▼
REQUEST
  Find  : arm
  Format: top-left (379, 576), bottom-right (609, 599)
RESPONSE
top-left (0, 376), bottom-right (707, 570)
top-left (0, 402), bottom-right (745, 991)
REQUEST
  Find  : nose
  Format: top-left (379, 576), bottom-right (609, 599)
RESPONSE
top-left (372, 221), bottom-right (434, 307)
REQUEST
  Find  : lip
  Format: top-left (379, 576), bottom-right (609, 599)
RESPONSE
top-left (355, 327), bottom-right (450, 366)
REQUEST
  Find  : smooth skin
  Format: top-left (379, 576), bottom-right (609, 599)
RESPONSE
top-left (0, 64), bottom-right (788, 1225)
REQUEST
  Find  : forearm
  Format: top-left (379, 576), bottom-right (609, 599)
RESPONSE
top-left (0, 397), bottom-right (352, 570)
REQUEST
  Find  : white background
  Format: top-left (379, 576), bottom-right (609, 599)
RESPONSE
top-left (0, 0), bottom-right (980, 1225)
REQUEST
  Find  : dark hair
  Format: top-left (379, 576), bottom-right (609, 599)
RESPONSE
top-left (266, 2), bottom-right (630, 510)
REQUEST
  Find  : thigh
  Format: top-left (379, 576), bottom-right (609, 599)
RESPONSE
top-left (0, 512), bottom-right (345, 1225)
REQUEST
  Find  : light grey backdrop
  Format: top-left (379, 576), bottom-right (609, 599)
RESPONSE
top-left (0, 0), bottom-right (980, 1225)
▲
▼
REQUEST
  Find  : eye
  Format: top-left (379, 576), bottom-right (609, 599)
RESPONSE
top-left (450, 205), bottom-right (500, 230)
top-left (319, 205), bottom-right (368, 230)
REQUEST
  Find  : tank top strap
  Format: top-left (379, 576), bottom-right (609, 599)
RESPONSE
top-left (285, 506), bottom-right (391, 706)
▲
▶ **Work instructions**: Collect every line of the rows above that contains the string "Find". Case counts.

▶ **Exercise response**:
  Find  : arm
  Find  : nose
  Find  : lip
  Find  : smooth skin
  Find  : forearm
  Find  : white background
  Find  : dark hair
  Find  : thigh
  Find  : light grey backdrop
  Find  : eye
  Find  : tank top strap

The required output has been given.